### ENTRIES SHOWN

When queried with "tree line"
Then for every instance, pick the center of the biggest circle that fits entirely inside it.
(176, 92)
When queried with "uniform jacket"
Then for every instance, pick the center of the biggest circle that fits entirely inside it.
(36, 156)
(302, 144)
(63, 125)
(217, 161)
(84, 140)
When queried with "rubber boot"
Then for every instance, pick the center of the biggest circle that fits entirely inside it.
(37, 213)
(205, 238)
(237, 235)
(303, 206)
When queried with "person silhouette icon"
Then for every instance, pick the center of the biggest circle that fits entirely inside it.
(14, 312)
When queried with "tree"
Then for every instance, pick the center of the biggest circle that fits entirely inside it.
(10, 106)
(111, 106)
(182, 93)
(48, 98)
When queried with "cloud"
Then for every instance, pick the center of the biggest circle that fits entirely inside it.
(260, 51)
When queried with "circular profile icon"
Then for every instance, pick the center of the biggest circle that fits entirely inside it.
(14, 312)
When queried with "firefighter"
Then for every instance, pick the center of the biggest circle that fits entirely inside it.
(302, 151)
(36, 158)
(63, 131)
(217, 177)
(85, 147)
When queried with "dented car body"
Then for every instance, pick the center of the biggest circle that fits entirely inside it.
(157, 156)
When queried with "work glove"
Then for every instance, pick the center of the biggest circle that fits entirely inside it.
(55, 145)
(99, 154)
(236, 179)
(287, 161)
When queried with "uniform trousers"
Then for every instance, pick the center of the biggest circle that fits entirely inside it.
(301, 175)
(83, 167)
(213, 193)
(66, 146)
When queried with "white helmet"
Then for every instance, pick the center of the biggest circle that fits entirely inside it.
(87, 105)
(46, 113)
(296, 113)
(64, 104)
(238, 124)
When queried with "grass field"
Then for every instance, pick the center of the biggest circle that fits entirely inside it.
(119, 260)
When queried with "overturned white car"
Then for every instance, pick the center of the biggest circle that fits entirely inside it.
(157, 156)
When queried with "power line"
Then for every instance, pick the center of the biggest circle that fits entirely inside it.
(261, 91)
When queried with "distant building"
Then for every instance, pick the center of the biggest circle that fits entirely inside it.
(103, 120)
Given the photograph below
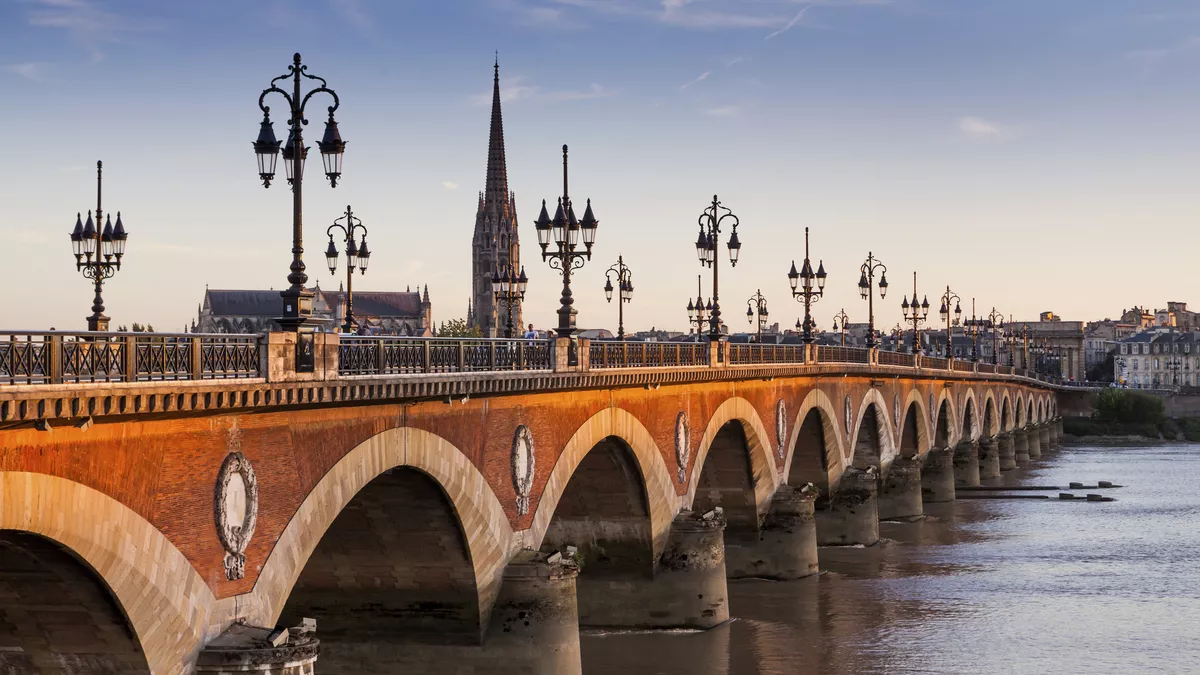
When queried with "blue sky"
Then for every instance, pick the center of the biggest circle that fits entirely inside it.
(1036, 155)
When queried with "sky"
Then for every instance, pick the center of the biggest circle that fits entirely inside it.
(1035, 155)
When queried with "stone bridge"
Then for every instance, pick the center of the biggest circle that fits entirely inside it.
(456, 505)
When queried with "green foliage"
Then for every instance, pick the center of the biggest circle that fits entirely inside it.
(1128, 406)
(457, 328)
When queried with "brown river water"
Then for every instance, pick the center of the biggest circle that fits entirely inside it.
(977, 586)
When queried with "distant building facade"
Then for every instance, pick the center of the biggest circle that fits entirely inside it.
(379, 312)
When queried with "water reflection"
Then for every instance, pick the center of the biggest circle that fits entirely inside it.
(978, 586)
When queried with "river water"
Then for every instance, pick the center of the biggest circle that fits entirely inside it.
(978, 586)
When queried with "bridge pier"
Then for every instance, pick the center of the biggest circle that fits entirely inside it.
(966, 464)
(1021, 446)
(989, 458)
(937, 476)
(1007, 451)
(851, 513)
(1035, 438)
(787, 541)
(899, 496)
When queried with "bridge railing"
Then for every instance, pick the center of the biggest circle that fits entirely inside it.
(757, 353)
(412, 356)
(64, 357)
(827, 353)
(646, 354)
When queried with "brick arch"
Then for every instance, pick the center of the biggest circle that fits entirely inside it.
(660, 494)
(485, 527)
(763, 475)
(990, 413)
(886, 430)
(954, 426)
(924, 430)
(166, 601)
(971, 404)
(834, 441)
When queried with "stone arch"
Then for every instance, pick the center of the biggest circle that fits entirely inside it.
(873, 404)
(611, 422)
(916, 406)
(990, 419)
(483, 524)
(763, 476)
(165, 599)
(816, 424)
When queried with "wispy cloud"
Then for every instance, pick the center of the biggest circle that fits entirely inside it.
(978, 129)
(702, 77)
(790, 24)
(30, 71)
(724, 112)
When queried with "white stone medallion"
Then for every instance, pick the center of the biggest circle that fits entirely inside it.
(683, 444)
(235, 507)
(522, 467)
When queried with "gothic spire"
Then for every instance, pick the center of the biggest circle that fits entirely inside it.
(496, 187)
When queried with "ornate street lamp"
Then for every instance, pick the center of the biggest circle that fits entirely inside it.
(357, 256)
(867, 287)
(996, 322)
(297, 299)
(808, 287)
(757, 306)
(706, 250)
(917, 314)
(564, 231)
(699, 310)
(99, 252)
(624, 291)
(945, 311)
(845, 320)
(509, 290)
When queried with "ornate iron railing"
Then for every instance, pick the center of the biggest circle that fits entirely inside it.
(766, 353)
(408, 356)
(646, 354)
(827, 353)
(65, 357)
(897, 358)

######

(YOUR INSTRUCTIONS):
Pull out every line in the rows above that contains the word "distant", matching its case exactly.

(RESULT):
When queried with "distant building"
When queried with "distant building facade"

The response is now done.